Sein Beispiel soll anderen Mut machen, zeigen: In Deutschland ist vieles möglich. „Aber es passiert nichts durch sitzen und abwarten“, sagt Fadi Al Abi. Er selbst bildet sich bereits zur Elektrofachkraft fort. Deutschland ist seine Heimat geworden. Mit Blick auf die Möglichkeiten und die Hilfe auf seinem Weg sagt er: „Ich danke Deutschland für alles, von Herzen.“
Großes Vorbild
Für seine kleinen Geschwister, die mit der Mutter nach Heilbronn nachgekommen sind, ist der große Bruder natürlich ein Vorbild. „Die sind aber besser als ich, werden hoffentlich noch mehr erreichen“, sagt Fadi Al Abi. Im Vergleich zu ihm durchlaufen seine Geschwister das deutsche Schulsystem. Seine Schwester und ein Bruder machen bald Abitur, der andere Bruder hat sich für eine Ausbildung entschieden.
Buch
Seine persönlichen Erfahrungen haben Fadi Al Abi inspiriert, ein Buch über seine Geschichte zu schreiben. „Vom Geflüchteten zum Ausbilder 10 Jahre in Deutschland, mein Weg“ gibt es als Taschenbuch für 14,99 Euro im Onlinehandel.

Vorliegende Datensätze:
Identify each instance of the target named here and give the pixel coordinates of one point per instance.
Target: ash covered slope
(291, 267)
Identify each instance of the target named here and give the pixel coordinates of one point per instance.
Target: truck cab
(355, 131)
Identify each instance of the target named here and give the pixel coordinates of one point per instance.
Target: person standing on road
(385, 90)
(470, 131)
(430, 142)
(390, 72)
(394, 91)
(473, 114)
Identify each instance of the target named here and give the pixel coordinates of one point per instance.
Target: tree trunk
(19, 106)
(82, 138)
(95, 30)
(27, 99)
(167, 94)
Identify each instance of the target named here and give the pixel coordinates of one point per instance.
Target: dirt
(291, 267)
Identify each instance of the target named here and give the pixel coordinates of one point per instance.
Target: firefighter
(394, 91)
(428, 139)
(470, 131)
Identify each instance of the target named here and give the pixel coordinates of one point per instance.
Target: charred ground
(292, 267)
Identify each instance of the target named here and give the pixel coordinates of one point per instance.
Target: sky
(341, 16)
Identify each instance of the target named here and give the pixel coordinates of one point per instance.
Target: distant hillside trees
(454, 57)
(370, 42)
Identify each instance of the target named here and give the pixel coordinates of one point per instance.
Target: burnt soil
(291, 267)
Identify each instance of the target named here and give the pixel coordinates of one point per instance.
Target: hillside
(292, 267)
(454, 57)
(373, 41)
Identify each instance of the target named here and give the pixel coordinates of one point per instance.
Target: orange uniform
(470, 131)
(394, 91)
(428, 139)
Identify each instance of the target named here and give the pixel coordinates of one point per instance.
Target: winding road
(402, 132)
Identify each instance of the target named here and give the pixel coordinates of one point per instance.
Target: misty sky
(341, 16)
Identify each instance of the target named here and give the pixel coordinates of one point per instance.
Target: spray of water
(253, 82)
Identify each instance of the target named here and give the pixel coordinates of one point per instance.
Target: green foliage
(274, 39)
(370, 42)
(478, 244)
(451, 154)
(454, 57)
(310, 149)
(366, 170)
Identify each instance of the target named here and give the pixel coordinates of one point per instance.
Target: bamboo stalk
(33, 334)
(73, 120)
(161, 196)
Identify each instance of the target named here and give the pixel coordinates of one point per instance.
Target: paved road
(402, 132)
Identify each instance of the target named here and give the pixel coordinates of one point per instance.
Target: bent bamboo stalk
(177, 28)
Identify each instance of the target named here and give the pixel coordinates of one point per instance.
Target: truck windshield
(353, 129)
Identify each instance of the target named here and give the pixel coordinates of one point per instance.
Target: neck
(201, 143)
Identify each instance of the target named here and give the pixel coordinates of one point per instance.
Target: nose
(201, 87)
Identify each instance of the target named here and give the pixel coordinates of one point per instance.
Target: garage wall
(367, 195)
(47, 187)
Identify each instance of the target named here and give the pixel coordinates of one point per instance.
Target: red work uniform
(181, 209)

Deine Aufgabe: Fasse den Textauszug über Fadi Al Abi in zwei Sätzen zusammen. Stütze dich dabei nur auf den Textauszug.

Deine Antwort: Fadi Al Abi bildet sich zur Elektrofachkraft fort, Deutschland ist seine Heimat geworden, und er dankt dem Land von Herzen für die Möglichkeiten und die Hilfe auf seinem Weg. Für seine Geschwister, die mit der Mutter nach Heilbronn nachgekommen sind, ist er ein Vorbild, und über seine Erfahrungen hat er ein Buch geschrieben, das es als Taschenbuch für 14,99 Euro im Onlinehandel gibt.